> **Explore the material**:
A. List the items that the teaching and learning text says have been developed based on what worked well for students this year and on student feedback.
B. Write the next part of the teaching and learning text, picking up after its final sentence.
***** Exercise text
Your teaching and learning

  1. What will my teaching and learning experience be like for the next academic year?

    We have been working hard to look at what your teaching experience will be like for the new academic year and to create flexibility in that offer should there be any changes in the Government’s Covid-19 restrictions at any point during the academic year.

    Our intention is that this flexibility will allow us to make available, as part of our overall teaching offer, face-to-face learning experiences that would still comply with any changing safety restrictions.

    Innovations in teaching events, online activities, other learning materials and experiences have also been developed based on what has worked well for students this year and from student feedback.

    We are delighted to be able to offer our students an experience which will adopt the positive elements of both face-to-face and online teaching, based on our learnings of the last 15 months, but, importantly, can quickly adapt if government stipulations alter at any point during the academic year.
**********
***** Study material
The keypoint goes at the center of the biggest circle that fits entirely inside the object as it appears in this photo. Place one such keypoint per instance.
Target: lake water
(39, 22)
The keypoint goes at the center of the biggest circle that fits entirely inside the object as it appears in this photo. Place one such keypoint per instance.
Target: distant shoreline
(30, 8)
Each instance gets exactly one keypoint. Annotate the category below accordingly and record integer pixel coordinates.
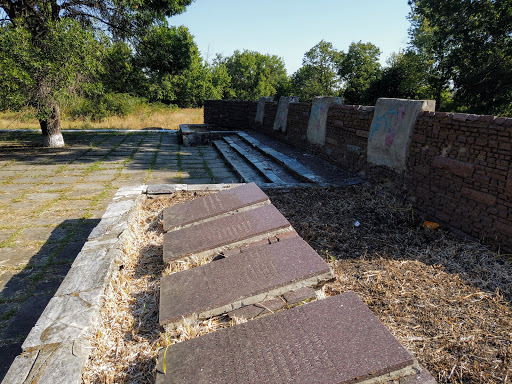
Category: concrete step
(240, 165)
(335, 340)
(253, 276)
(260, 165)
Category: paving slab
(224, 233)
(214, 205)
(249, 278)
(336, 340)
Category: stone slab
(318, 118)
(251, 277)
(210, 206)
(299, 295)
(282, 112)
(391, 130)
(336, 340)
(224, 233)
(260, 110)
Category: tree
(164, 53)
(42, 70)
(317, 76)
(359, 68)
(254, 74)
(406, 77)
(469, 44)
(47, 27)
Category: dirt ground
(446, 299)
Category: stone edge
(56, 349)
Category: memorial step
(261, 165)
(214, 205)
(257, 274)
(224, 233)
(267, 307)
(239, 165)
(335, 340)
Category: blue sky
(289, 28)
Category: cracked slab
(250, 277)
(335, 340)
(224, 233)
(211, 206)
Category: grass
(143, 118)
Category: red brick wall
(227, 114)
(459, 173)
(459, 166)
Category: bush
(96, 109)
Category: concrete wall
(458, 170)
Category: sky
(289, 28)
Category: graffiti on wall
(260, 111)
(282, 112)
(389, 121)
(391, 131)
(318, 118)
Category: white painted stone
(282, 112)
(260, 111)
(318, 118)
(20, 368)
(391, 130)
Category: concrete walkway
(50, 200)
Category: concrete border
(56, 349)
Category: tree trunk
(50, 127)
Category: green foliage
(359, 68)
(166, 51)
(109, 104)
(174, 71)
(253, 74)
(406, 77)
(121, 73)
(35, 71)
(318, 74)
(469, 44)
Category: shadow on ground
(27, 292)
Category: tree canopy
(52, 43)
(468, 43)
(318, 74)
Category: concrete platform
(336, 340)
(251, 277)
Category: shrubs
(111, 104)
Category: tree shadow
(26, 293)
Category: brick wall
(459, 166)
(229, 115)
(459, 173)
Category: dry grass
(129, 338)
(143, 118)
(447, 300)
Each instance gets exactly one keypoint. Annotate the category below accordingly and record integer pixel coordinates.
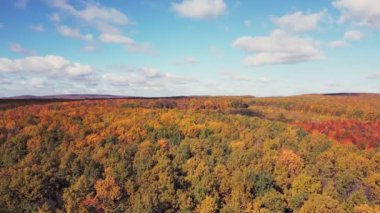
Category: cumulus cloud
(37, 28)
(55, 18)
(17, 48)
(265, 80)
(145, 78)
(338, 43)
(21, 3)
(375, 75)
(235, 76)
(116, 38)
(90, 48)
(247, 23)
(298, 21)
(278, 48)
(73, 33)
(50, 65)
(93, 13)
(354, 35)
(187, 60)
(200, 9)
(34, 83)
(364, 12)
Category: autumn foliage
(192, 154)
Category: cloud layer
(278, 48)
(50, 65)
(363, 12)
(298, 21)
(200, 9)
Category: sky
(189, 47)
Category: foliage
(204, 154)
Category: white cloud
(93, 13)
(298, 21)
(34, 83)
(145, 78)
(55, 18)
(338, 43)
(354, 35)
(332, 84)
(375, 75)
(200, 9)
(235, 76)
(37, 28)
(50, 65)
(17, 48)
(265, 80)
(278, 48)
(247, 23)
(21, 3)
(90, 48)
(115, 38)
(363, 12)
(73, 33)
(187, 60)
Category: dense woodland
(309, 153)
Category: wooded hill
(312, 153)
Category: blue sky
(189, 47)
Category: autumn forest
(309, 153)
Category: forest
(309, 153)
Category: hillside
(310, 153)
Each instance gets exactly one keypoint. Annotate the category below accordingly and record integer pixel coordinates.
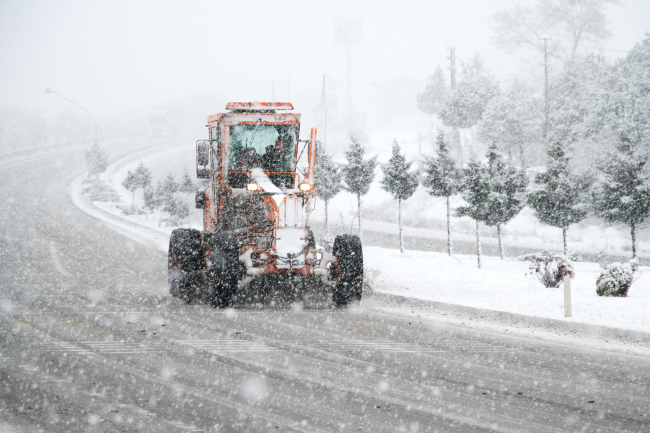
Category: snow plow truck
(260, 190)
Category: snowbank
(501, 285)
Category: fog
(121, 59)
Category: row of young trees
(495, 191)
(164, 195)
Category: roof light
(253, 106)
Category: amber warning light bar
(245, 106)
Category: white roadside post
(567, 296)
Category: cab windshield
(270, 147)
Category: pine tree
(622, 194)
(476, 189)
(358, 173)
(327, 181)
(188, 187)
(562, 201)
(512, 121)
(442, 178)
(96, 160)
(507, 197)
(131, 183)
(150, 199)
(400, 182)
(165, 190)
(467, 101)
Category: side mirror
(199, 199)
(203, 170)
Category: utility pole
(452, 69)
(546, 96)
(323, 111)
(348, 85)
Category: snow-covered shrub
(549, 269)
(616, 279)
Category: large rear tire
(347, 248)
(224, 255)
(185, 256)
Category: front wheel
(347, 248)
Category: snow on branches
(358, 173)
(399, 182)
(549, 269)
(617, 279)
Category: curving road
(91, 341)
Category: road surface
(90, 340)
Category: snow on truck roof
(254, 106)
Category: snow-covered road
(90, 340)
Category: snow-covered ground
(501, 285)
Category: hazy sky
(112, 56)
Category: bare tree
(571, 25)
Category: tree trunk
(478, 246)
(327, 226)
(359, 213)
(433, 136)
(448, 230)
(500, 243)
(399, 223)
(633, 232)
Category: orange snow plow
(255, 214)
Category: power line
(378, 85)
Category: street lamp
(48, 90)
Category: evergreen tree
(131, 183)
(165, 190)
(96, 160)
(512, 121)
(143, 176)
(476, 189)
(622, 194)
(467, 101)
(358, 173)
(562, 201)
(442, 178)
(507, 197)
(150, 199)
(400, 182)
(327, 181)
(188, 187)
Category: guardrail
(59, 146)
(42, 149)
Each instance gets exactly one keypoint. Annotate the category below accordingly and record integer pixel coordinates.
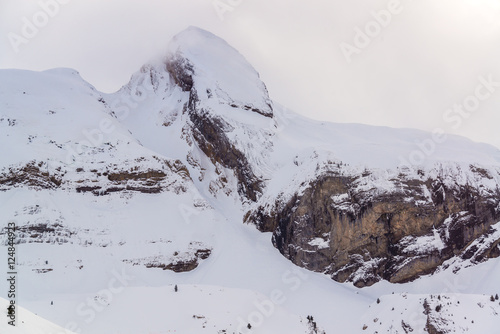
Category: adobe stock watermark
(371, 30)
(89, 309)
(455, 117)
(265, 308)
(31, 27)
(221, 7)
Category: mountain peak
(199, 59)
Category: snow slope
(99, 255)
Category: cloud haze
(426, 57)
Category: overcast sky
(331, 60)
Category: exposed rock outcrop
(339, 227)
**********
***** Study material
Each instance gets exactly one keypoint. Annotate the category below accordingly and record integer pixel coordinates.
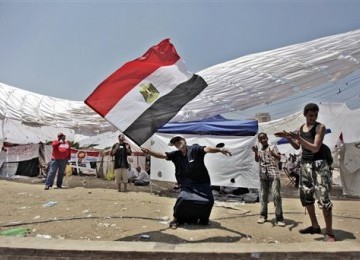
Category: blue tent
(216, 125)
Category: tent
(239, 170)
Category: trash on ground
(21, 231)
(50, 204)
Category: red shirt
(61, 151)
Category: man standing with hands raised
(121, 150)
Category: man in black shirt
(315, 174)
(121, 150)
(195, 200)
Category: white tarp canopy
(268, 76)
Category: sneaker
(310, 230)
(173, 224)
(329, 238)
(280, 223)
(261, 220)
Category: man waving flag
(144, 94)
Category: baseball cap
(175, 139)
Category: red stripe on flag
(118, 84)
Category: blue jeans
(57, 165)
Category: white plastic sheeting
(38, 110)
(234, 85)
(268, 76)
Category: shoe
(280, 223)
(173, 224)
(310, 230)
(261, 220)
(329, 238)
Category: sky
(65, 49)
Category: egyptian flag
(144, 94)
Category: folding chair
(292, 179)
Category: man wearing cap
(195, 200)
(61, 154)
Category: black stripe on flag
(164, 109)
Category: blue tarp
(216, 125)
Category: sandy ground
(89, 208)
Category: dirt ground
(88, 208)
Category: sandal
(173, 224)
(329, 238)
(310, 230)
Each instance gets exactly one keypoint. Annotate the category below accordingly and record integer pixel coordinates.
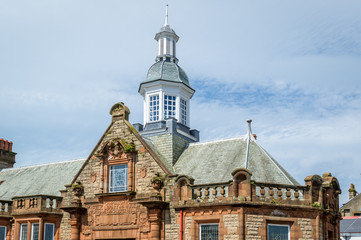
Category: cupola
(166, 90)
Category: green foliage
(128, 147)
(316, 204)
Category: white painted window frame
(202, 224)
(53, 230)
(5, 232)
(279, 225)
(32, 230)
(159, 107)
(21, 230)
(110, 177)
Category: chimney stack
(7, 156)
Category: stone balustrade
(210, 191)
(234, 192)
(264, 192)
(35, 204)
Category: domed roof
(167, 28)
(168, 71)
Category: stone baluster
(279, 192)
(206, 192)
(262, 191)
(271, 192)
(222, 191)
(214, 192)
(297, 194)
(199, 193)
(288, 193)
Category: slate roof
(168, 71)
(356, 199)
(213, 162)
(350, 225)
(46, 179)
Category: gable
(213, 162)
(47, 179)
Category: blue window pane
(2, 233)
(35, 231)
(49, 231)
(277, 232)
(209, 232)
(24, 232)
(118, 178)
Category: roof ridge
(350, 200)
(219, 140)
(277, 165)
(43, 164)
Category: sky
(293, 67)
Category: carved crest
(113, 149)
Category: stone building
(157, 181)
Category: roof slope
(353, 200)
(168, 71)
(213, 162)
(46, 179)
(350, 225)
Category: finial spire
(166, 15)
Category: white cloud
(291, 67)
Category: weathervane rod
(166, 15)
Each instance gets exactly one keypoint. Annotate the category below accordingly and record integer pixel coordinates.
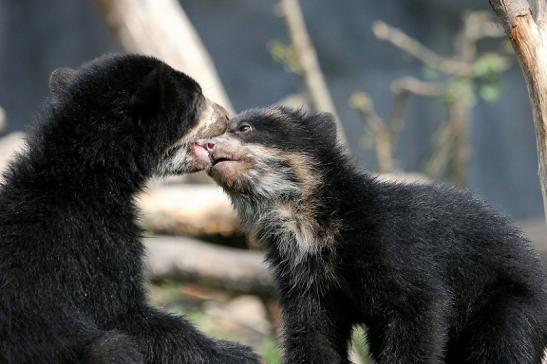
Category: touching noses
**********
> **Answers to the exercise**:
A.
- Innovations in teaching events
- Online activities
- Other learning materials
- Experiences

B.
    In this model for your learning experience, the re-introduction of face-to-face teaching for smaller groups will be complemented with convenient online materials, which can be accessed as and when you desire.

    Find out more.

  2. Will I receive some face-to-face teaching for the next academic year?

    We are delighted to be able to offer our students an experience which will adopt the positive elements of both face-to-face and online teaching, based on our learnings of the last 15 months, but, importantly, can quickly adapt if government stipulations alter at any point during the academic year.

    In this model for your learning experience, the re-introduction of face-to-face teaching for smaller groups will be complemented with convenient online materials, which can be accessed as and when you desire.

    Our commitment to providing face-to-face teaching will remain even if the Government decides that some social distancing will need to continue come September, or be reintroduced during your studies.

    Find out more.

  3. What happens if government guidelines change due to the Covid-19 pandemic?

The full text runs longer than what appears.